| Work required |
Your task is to give the entries back exactly, leaving nothing out.

Saved data entries
□ □ □ □ □

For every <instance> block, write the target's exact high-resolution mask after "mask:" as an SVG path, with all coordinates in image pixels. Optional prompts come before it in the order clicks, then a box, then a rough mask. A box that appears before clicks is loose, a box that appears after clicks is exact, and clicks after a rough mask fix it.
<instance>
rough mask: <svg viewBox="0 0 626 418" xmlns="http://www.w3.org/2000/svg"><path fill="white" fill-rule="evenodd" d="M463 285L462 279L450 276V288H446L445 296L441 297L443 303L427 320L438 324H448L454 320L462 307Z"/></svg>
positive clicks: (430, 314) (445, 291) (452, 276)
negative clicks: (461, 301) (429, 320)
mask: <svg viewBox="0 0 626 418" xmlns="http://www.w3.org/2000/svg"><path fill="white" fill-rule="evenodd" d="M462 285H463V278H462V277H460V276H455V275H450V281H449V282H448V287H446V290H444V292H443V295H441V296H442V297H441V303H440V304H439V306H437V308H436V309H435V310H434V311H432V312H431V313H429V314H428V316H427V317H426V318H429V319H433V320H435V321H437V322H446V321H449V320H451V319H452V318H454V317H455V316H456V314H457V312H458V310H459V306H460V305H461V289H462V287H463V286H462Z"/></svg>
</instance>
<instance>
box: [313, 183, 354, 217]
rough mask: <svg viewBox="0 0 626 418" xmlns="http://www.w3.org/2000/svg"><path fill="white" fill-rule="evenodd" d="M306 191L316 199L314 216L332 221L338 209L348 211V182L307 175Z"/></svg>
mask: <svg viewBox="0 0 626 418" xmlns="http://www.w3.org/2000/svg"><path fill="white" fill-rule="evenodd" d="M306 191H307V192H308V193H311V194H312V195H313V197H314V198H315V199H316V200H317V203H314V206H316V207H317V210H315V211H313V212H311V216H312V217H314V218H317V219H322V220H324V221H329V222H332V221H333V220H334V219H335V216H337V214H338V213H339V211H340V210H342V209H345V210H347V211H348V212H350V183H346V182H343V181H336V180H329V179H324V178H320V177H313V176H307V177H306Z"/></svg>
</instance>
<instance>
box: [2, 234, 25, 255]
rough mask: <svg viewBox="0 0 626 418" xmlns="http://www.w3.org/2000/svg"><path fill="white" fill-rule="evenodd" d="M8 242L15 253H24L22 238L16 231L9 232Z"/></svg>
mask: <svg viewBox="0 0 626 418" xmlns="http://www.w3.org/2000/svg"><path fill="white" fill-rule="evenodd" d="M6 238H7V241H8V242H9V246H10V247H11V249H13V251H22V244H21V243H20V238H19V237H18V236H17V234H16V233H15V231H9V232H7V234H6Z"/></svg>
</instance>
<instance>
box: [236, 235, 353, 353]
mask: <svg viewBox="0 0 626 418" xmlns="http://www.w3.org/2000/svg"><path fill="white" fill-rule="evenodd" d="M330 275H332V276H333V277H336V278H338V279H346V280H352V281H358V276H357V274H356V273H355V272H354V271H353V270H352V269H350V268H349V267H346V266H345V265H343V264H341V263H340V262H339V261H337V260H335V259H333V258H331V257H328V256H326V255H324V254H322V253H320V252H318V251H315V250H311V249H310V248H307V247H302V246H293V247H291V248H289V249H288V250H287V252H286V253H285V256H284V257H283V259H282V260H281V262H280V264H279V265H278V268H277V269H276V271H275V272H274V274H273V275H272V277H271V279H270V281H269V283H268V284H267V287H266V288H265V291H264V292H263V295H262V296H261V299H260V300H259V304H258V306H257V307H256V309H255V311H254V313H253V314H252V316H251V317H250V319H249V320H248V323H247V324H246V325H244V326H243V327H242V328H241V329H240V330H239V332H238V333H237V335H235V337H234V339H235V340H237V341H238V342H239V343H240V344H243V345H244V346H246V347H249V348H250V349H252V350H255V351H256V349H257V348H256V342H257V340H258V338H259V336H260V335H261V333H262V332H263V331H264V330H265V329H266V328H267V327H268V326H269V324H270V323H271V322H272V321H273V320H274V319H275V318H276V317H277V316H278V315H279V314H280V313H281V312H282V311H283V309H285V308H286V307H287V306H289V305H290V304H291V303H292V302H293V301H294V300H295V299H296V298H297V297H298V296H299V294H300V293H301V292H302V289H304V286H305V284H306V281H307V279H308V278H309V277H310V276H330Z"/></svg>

□ □ □ □ □

| Your solution |
For every <instance> block, write the target's exact high-resolution mask after "mask:" as an SVG path, with all coordinates in image pixels. Optional prompts come before it in the order clicks, then a box, then a rough mask. A box that appears before clicks is loose, a box that appears after clicks is exact, and clicks after a rough mask fix it.
<instance>
rough mask: <svg viewBox="0 0 626 418" xmlns="http://www.w3.org/2000/svg"><path fill="white" fill-rule="evenodd" d="M463 285L462 279L450 276V288H446L445 296L441 297L443 303L427 320L438 324H448L454 320L462 307Z"/></svg>
positive clicks: (430, 314) (445, 291) (452, 276)
negative clicks: (461, 301) (429, 320)
mask: <svg viewBox="0 0 626 418" xmlns="http://www.w3.org/2000/svg"><path fill="white" fill-rule="evenodd" d="M462 285H463V278H462V277H460V276H455V275H450V281H449V282H448V287H446V290H444V292H443V295H441V296H442V297H441V303H440V304H439V306H437V308H436V309H435V310H434V311H432V312H431V313H429V314H428V316H427V317H426V318H429V319H433V320H435V321H437V322H446V321H449V320H451V319H452V318H454V317H455V316H456V314H457V312H458V310H459V306H460V305H461V289H462V287H463V286H462Z"/></svg>
</instance>
<instance>
box: [313, 183, 354, 217]
rough mask: <svg viewBox="0 0 626 418" xmlns="http://www.w3.org/2000/svg"><path fill="white" fill-rule="evenodd" d="M306 191L316 199L314 216L332 221L338 209L348 211V182L307 175Z"/></svg>
mask: <svg viewBox="0 0 626 418" xmlns="http://www.w3.org/2000/svg"><path fill="white" fill-rule="evenodd" d="M306 191H307V192H308V193H311V194H312V195H313V197H314V198H315V199H316V200H317V203H314V206H316V207H317V210H315V211H313V212H311V216H312V217H314V218H317V219H322V220H324V221H329V222H332V221H333V220H334V219H335V216H337V214H338V213H339V211H340V210H342V209H345V210H347V211H348V212H350V183H346V182H343V181H336V180H329V179H324V178H320V177H313V176H307V177H306Z"/></svg>
</instance>
<instance>
box: [2, 234, 25, 255]
rough mask: <svg viewBox="0 0 626 418" xmlns="http://www.w3.org/2000/svg"><path fill="white" fill-rule="evenodd" d="M8 242L15 253H24L22 238L16 231L9 232Z"/></svg>
mask: <svg viewBox="0 0 626 418" xmlns="http://www.w3.org/2000/svg"><path fill="white" fill-rule="evenodd" d="M6 238H7V241H8V242H9V246H10V247H11V249H13V251H22V244H21V243H20V238H19V237H18V236H17V234H16V233H15V231H9V232H7V234H6Z"/></svg>
</instance>
<instance>
box: [236, 235, 353, 353]
mask: <svg viewBox="0 0 626 418" xmlns="http://www.w3.org/2000/svg"><path fill="white" fill-rule="evenodd" d="M330 275H332V276H333V277H336V278H338V279H346V280H352V281H358V276H357V274H356V273H355V272H354V271H353V270H352V269H350V268H349V267H346V266H345V265H343V264H341V263H340V262H339V261H337V260H335V259H333V258H331V257H328V256H326V255H324V254H322V253H320V252H318V251H315V250H311V249H310V248H307V247H302V246H293V247H291V248H289V249H288V250H287V252H286V253H285V256H284V257H283V259H282V260H281V262H280V264H279V265H278V268H277V269H276V271H275V272H274V274H273V275H272V277H271V279H270V281H269V283H268V284H267V287H266V288H265V291H264V292H263V295H262V296H261V299H260V300H259V304H258V306H257V307H256V309H255V311H254V313H253V314H252V316H251V317H250V319H249V320H248V323H247V324H246V325H244V326H243V327H242V328H241V329H240V330H239V332H238V333H237V335H235V337H234V339H235V340H237V341H238V342H239V343H240V344H243V345H244V346H246V347H249V348H250V349H252V350H255V351H256V349H257V348H256V342H257V340H258V338H259V336H260V335H261V333H262V332H263V331H264V330H265V329H266V328H267V327H268V326H269V324H270V323H271V322H272V321H273V320H274V319H275V318H276V317H277V316H278V315H279V314H280V313H281V312H282V311H283V309H285V308H286V307H287V306H289V305H290V304H291V303H292V302H293V301H294V300H295V299H296V298H297V297H298V296H299V294H300V293H301V292H302V289H304V286H305V284H306V281H307V279H308V278H309V277H310V276H330Z"/></svg>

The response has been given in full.